Source data -

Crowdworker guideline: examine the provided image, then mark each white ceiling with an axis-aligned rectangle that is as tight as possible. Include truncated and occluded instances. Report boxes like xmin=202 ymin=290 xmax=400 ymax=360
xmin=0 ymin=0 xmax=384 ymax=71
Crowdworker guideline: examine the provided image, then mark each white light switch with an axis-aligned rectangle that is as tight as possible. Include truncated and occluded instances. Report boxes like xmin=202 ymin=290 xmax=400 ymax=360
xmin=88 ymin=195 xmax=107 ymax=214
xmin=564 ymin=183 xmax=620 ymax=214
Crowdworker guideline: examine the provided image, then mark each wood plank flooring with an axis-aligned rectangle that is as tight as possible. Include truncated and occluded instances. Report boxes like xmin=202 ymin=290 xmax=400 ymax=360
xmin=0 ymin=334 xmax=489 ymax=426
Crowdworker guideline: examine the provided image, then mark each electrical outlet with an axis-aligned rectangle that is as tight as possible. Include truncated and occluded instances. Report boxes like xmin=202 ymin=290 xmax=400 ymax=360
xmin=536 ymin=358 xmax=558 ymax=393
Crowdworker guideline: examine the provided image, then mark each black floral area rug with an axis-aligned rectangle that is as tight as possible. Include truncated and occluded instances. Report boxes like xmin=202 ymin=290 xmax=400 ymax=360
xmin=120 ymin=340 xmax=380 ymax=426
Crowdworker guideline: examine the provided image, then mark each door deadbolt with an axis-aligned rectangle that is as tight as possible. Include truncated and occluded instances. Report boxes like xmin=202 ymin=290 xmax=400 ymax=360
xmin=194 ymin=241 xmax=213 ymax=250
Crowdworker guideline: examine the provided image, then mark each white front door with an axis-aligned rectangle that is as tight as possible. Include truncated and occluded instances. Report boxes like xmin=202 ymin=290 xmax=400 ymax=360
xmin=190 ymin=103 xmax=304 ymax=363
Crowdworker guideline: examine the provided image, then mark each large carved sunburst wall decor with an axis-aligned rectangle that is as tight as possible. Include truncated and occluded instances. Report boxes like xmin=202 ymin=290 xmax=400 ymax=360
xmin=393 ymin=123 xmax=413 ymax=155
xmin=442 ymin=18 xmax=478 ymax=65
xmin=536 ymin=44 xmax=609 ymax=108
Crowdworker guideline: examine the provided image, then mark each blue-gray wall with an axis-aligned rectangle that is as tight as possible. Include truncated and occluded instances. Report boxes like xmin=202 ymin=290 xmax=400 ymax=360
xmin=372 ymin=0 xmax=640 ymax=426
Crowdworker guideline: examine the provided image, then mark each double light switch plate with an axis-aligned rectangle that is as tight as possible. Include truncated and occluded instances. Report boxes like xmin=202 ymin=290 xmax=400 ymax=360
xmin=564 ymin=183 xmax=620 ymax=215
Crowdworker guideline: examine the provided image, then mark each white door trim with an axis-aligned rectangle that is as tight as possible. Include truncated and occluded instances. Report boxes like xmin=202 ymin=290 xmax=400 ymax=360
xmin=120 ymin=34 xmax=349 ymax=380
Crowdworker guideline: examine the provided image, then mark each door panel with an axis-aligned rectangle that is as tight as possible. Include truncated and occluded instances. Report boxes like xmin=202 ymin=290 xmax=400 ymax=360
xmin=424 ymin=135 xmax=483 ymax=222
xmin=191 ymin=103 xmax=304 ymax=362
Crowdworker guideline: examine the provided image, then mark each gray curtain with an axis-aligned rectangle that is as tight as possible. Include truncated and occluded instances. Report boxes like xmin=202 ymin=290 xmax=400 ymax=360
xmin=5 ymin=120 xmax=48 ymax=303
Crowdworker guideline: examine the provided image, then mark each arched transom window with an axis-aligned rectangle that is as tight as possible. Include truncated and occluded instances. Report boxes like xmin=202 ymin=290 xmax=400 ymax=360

Instruction - Extract every line of the records above and reproduce each one verbatim, in its original order.

Result for this task -
Crowdworker guideline: examine the provided image, then mark each white ceiling with an axis-aligned rectangle that is as tight as possible. Include truncated and occluded instances. Report boxes like xmin=202 ymin=290 xmax=400 ymax=360
xmin=0 ymin=0 xmax=384 ymax=71
Crowdworker guideline: examine the provided image, then mark each white light switch with an axis-aligned rectangle that is as tight as possible. Include truncated and occluded instances. Report boxes like xmin=202 ymin=290 xmax=400 ymax=360
xmin=88 ymin=195 xmax=107 ymax=214
xmin=564 ymin=183 xmax=620 ymax=214
Crowdworker guideline: examine the provided image, then mark each wood plank flooring with an axis-aligned rectangle that is as tight as possible. Include truncated and occluded instances. Report boxes like xmin=202 ymin=290 xmax=400 ymax=360
xmin=0 ymin=334 xmax=489 ymax=426
Crowdworker guideline: examine the provided image, then mark each electrical outlet with an axis-aligned rectangle that is as tight as possible. Include truncated and occluded instances. Report boxes like xmin=202 ymin=290 xmax=400 ymax=360
xmin=536 ymin=358 xmax=558 ymax=393
Crowdworker guideline: examine the provided image, then mark each black floral area rug with an axis-aligned rectangle that is as tight as possible. Include truncated and occluded instances. Report boxes like xmin=202 ymin=290 xmax=400 ymax=360
xmin=120 ymin=340 xmax=380 ymax=426
Crowdworker guideline: examine the provided image, then mark each door deadbolt with an axis-aligned rectangle that is as tight as possible. Include truncated and occluded instances. Report boxes like xmin=202 ymin=290 xmax=400 ymax=360
xmin=194 ymin=241 xmax=213 ymax=250
Crowdworker guideline: examine the provided image, then mark each white front door with an axis-aligned rectangle that is as tight as possible. Include truncated and occluded instances. Report boxes like xmin=202 ymin=290 xmax=400 ymax=360
xmin=190 ymin=103 xmax=304 ymax=363
Crowdworker guideline: examine the provided image, then mark each large carved sunburst wall decor with an axis-aligned rectangle that is as tight as possible. Include truncated and occluded instances. Report boxes like xmin=202 ymin=290 xmax=400 ymax=360
xmin=393 ymin=123 xmax=413 ymax=155
xmin=442 ymin=18 xmax=478 ymax=65
xmin=536 ymin=44 xmax=609 ymax=108
Crowdworker guideline: examine the provided image, then mark each blue-gray wall with an axis-aligned rectangle that is as tight as possible. Include truncated and occluded instances. Report boxes like xmin=202 ymin=290 xmax=400 ymax=360
xmin=372 ymin=0 xmax=640 ymax=426
Crowdworker guideline: examine the provided image, then mark each double light switch plate with an axis-aligned rectangle that is as tight as possible. Include truncated and occluded instances. Report boxes like xmin=202 ymin=290 xmax=400 ymax=360
xmin=564 ymin=183 xmax=620 ymax=215
Crowdworker guideline: examine the provided image, then mark each white door trim with an axis-aligned rectangle that is as tight as possible. Include truncated and occluded instances. Report boxes like xmin=202 ymin=290 xmax=400 ymax=360
xmin=120 ymin=34 xmax=349 ymax=380
Crowdworker guideline: examine the provided image, then mark each door panel with an axis-aligned rectangle that is as tight as possible. Include truncated and occluded instances. Report boxes like xmin=202 ymin=290 xmax=400 ymax=360
xmin=424 ymin=135 xmax=483 ymax=222
xmin=191 ymin=103 xmax=304 ymax=362
Crowdworker guideline: examine the provided image, then mark each gray curtain with an axis-aligned rectangle that is as tight as possible. Include truncated and occluded instances. Report boxes like xmin=202 ymin=290 xmax=400 ymax=360
xmin=5 ymin=120 xmax=48 ymax=303
Crowdworker guideline: examine the provided image, then mark each arched transom window with an axis-aligned rectangle that is as tight as possible. Include truncated and occluded instances. Report boxes like xmin=202 ymin=290 xmax=400 ymax=360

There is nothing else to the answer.